Tuesday, November 3, 2009

Lines and Sprays

A man spoke with me. I had my camera to my eye, taking a picture of some of the graffiti that covered a wall on Kastanienallee. So, at first I did not pay attention.

Quickly though, my camera fell to my chest and I looked at him. He was slightly taller than I, a healthy, athletic man in his late sixties who wore well his corduroy trousers, sweater and finely tailored sports jacket. His white hair swirled from a careful clipping and time this morning to set it well, while his beard was a well conceived, short carpet of white that covered his jaw and laid a floor for his eyes. A sharp blue, they still had a gleam of humor and pleasure.

“Its a problem. You paint your wall and the next morning they have come and smeared all over it,” he said waving his arm with the motion of smearing.

> Listed entries
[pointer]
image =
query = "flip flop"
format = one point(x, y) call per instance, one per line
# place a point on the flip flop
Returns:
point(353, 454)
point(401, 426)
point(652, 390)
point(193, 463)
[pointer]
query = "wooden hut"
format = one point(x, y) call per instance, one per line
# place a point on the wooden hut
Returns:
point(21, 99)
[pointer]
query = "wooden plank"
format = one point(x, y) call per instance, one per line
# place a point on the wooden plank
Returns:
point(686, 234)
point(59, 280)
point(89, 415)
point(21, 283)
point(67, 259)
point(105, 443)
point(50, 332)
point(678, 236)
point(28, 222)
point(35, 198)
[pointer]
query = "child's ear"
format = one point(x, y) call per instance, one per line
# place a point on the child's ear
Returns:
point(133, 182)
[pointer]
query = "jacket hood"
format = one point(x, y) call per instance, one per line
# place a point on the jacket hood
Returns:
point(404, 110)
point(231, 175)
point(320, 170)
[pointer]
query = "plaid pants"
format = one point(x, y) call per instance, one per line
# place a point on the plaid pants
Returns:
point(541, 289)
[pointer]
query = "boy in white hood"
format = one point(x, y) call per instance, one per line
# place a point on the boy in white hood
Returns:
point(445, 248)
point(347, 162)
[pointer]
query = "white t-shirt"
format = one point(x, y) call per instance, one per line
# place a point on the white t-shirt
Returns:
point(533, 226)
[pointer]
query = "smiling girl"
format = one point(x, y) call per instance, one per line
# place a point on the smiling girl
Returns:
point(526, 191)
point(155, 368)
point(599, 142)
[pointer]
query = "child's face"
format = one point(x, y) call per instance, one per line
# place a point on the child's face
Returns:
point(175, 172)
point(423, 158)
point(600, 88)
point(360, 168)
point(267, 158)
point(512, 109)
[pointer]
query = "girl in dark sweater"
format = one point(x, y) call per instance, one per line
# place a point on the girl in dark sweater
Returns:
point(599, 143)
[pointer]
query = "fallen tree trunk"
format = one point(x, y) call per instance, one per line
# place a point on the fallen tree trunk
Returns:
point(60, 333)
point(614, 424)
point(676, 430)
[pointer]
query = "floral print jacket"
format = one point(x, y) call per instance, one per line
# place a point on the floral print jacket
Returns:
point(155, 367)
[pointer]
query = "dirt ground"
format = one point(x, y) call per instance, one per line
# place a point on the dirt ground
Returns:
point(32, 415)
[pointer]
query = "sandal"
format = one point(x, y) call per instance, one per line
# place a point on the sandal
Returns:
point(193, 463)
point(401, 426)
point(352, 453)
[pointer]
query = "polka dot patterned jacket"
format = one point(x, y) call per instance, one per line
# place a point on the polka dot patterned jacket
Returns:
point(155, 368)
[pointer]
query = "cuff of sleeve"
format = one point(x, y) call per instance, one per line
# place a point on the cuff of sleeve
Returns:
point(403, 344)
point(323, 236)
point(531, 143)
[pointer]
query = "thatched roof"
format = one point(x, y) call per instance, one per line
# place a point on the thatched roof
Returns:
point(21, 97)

> Prompt A
In the Kastanienallee graffiti post, why did the narrator not pay attention at first when the man spoke? Answer in one to three sentences.
> Prompt B
Answer these questions from the Kastanienallee graffiti post:
(i) What did the man wear?
(ii) What color were the man's eyes?
(iii) According to the man, what happens the morning after you paint your wall?
> Prompt C
Continue the Kastanienallee graffiti post from the man's last remark.

> Answer A
The narrator had the camera up to one eye and was busy photographing some of the graffiti on a wall on Kastanienallee.

> Answer B
(i) Corduroy trousers, a sweater and a finely tailored sports jacket.
(ii) A sharp blue.
(iii) They have come and smeared all over it.

> Answer C
We talked a bit. He is from Baviaria, Munich, and has been coming to Berlin for twenty years, essentially since the wall fell. He likes Berlin, but his accent is noticeably an educated High German with a southern sound. It is not the shifted sounds and closed voice of the Berlin dialect. He says he still lives in Munich though he is retired now. He comes to Berlin a lot and spends a lot of time here, because his daughter lives here. She was one of those young Germans who came here following the wall’s fall in search of something new and different.

He bought an apartment in Berlin, in Prenzlauerberg, and thinks he will spend much more time here. He likes Berlin, it is now the capital, and more importantly he wants to be close to his daughter.

But he came back to his frustration with the graffiti. It broke the sense of order and discipline that seemed to guide his life, and his sense of orderly care for ones property. Again he used the words “smeared” as if graffiti were a kind of rancid butter slathered over walls as an attack. He felt frustrated in his, or anyone’s, ability to fend it off.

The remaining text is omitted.